Task: Say how many lines below contain the word "confetti". The number is the entire reply.

Input:
- - - - - - -
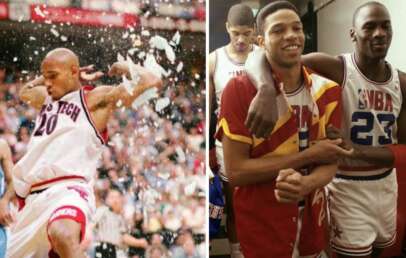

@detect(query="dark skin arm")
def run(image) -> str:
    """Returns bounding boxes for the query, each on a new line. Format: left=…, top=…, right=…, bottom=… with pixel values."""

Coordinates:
left=244, top=49, right=344, bottom=138
left=327, top=71, right=406, bottom=166
left=222, top=135, right=351, bottom=188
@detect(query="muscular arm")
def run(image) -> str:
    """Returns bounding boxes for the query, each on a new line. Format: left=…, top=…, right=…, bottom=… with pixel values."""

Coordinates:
left=19, top=76, right=48, bottom=110
left=302, top=52, right=344, bottom=84
left=85, top=64, right=163, bottom=132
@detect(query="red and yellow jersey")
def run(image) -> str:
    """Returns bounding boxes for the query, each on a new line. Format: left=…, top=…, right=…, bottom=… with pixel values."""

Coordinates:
left=215, top=66, right=341, bottom=258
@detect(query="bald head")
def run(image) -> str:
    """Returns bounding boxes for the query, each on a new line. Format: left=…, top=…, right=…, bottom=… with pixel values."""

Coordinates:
left=43, top=48, right=80, bottom=68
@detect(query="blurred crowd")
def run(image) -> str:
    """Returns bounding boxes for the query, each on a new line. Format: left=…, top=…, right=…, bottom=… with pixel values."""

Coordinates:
left=0, top=60, right=206, bottom=258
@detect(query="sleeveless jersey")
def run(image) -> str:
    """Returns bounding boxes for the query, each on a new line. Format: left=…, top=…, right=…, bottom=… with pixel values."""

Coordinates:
left=13, top=87, right=107, bottom=197
left=213, top=45, right=258, bottom=113
left=339, top=53, right=402, bottom=176
left=0, top=164, right=4, bottom=198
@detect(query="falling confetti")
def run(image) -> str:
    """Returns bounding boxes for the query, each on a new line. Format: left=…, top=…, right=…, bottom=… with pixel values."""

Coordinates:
left=131, top=87, right=158, bottom=109
left=176, top=62, right=183, bottom=72
left=50, top=28, right=60, bottom=37
left=155, top=97, right=170, bottom=112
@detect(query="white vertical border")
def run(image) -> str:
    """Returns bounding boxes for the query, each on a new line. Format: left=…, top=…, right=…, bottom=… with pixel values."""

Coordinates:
left=205, top=0, right=210, bottom=257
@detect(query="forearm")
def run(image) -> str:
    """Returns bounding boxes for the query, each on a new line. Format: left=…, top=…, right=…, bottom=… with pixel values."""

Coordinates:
left=227, top=151, right=314, bottom=187
left=352, top=145, right=394, bottom=167
left=245, top=48, right=273, bottom=90
left=2, top=182, right=16, bottom=201
left=302, top=164, right=337, bottom=194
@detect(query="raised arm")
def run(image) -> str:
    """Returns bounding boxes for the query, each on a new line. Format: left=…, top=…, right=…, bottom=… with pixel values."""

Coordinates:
left=19, top=76, right=48, bottom=110
left=85, top=63, right=163, bottom=133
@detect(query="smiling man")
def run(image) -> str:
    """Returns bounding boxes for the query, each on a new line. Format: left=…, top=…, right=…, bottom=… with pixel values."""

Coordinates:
left=245, top=2, right=406, bottom=257
left=215, top=1, right=350, bottom=257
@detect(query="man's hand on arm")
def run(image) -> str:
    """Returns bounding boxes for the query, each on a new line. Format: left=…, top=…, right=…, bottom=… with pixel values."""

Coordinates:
left=244, top=49, right=278, bottom=138
left=19, top=76, right=48, bottom=110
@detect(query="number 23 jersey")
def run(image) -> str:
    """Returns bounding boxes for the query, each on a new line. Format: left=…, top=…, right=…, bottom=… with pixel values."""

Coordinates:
left=13, top=87, right=107, bottom=197
left=339, top=53, right=402, bottom=175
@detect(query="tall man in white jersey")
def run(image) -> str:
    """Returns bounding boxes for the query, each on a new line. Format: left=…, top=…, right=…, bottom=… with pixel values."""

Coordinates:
left=6, top=48, right=162, bottom=258
left=208, top=4, right=256, bottom=257
left=244, top=2, right=406, bottom=258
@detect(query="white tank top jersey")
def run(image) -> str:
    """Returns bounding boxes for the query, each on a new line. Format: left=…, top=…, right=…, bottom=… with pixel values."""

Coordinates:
left=339, top=53, right=402, bottom=176
left=13, top=87, right=107, bottom=197
left=213, top=45, right=258, bottom=113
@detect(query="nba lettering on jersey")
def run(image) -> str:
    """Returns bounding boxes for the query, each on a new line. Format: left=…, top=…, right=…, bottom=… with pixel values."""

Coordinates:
left=358, top=89, right=393, bottom=112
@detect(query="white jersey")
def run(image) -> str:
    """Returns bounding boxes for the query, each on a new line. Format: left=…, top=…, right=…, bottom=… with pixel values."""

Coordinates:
left=213, top=45, right=257, bottom=181
left=339, top=53, right=402, bottom=176
left=13, top=88, right=106, bottom=197
left=213, top=45, right=258, bottom=113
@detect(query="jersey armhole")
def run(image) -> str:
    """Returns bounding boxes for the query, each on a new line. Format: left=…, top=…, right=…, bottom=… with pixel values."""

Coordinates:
left=338, top=55, right=347, bottom=89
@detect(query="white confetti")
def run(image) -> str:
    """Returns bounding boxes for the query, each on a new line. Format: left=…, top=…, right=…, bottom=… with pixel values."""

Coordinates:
left=21, top=70, right=28, bottom=74
left=116, top=100, right=123, bottom=107
left=194, top=73, right=200, bottom=80
left=184, top=181, right=197, bottom=196
left=127, top=48, right=138, bottom=55
left=149, top=35, right=169, bottom=50
left=171, top=31, right=181, bottom=45
left=50, top=28, right=60, bottom=37
left=117, top=53, right=125, bottom=63
left=122, top=31, right=129, bottom=39
left=175, top=146, right=186, bottom=163
left=122, top=75, right=134, bottom=96
left=131, top=87, right=158, bottom=109
left=176, top=62, right=183, bottom=72
left=13, top=57, right=18, bottom=62
left=155, top=97, right=170, bottom=112
left=141, top=30, right=150, bottom=37
left=34, top=51, right=39, bottom=55
left=29, top=36, right=36, bottom=41
left=60, top=35, right=68, bottom=41
left=34, top=6, right=46, bottom=18
left=165, top=44, right=176, bottom=63
left=137, top=51, right=146, bottom=59
left=144, top=53, right=168, bottom=79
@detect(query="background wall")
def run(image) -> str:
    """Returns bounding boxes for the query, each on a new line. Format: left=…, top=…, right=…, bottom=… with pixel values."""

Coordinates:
left=317, top=0, right=406, bottom=71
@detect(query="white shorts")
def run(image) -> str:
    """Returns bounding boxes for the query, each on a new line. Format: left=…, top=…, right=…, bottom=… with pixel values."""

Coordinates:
left=328, top=169, right=397, bottom=256
left=7, top=180, right=95, bottom=258
left=215, top=140, right=227, bottom=182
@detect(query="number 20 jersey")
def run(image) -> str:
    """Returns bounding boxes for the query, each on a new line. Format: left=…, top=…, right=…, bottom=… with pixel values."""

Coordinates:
left=339, top=53, right=402, bottom=176
left=13, top=87, right=106, bottom=197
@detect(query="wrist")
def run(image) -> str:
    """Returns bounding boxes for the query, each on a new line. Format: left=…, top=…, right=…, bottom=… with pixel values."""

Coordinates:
left=301, top=176, right=313, bottom=196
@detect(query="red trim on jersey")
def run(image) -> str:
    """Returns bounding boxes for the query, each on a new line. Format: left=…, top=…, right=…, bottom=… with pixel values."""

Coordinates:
left=80, top=88, right=108, bottom=144
left=31, top=175, right=86, bottom=190
left=47, top=205, right=87, bottom=251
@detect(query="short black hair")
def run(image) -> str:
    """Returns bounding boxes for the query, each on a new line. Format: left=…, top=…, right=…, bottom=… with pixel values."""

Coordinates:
left=256, top=0, right=299, bottom=36
left=227, top=4, right=255, bottom=27
left=352, top=1, right=388, bottom=26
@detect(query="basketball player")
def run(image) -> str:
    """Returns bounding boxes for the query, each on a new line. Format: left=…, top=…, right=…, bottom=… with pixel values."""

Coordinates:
left=0, top=139, right=14, bottom=258
left=216, top=2, right=351, bottom=257
left=6, top=48, right=162, bottom=258
left=208, top=4, right=256, bottom=257
left=245, top=2, right=406, bottom=257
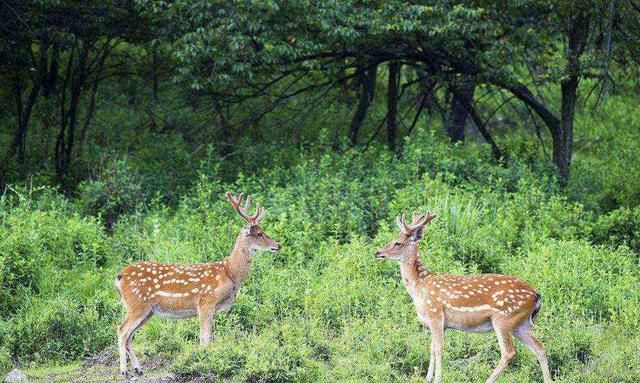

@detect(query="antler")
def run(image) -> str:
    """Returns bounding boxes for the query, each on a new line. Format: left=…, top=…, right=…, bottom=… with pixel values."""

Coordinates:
left=396, top=211, right=436, bottom=234
left=225, top=192, right=265, bottom=225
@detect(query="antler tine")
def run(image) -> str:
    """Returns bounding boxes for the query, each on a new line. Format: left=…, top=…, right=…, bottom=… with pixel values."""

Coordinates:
left=256, top=207, right=264, bottom=223
left=226, top=192, right=266, bottom=225
left=404, top=210, right=437, bottom=230
left=225, top=191, right=244, bottom=207
left=249, top=202, right=261, bottom=221
left=397, top=213, right=409, bottom=234
left=415, top=211, right=436, bottom=227
left=410, top=211, right=425, bottom=226
left=242, top=195, right=252, bottom=212
left=423, top=211, right=437, bottom=224
left=226, top=191, right=253, bottom=223
left=254, top=205, right=266, bottom=224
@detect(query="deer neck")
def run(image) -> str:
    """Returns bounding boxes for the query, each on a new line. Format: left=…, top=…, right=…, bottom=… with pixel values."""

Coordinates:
left=399, top=247, right=429, bottom=291
left=223, top=238, right=254, bottom=286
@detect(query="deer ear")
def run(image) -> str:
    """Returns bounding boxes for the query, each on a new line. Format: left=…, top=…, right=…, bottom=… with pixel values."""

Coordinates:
left=410, top=225, right=425, bottom=242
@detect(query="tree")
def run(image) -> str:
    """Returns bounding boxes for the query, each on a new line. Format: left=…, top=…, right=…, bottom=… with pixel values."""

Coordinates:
left=349, top=63, right=378, bottom=146
left=0, top=0, right=155, bottom=183
left=140, top=0, right=637, bottom=186
left=446, top=76, right=475, bottom=143
left=386, top=62, right=400, bottom=151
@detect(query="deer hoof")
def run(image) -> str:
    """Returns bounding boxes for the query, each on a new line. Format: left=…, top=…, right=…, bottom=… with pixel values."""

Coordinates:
left=134, top=368, right=144, bottom=376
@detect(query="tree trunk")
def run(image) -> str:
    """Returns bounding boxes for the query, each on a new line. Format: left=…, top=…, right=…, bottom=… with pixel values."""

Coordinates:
left=555, top=12, right=590, bottom=187
left=55, top=45, right=75, bottom=180
left=348, top=63, right=377, bottom=146
left=43, top=42, right=59, bottom=98
left=386, top=62, right=400, bottom=151
left=152, top=46, right=159, bottom=103
left=77, top=53, right=106, bottom=159
left=55, top=40, right=90, bottom=181
left=10, top=60, right=43, bottom=164
left=449, top=86, right=503, bottom=162
left=446, top=76, right=475, bottom=143
left=555, top=81, right=576, bottom=186
left=12, top=74, right=25, bottom=162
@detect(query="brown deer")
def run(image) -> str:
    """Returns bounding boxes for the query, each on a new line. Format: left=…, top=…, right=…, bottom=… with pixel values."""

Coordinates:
left=375, top=212, right=552, bottom=383
left=115, top=192, right=280, bottom=378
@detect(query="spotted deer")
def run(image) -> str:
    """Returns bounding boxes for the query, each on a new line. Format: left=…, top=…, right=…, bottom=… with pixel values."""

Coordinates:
left=375, top=212, right=552, bottom=383
left=115, top=192, right=280, bottom=378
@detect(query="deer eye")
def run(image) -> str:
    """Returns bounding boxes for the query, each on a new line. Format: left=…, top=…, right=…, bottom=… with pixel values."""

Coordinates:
left=393, top=242, right=402, bottom=247
left=258, top=233, right=264, bottom=238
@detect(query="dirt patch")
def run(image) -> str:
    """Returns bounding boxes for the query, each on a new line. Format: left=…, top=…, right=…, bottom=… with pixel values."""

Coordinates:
left=27, top=350, right=180, bottom=383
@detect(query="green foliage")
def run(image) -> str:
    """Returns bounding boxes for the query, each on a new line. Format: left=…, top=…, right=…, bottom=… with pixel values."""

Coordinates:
left=78, top=158, right=146, bottom=232
left=3, top=293, right=118, bottom=364
left=569, top=96, right=640, bottom=211
left=589, top=206, right=640, bottom=254
left=0, top=200, right=107, bottom=314
left=3, top=137, right=640, bottom=381
left=175, top=320, right=324, bottom=382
- - - - - - -
Response for this exercise: 2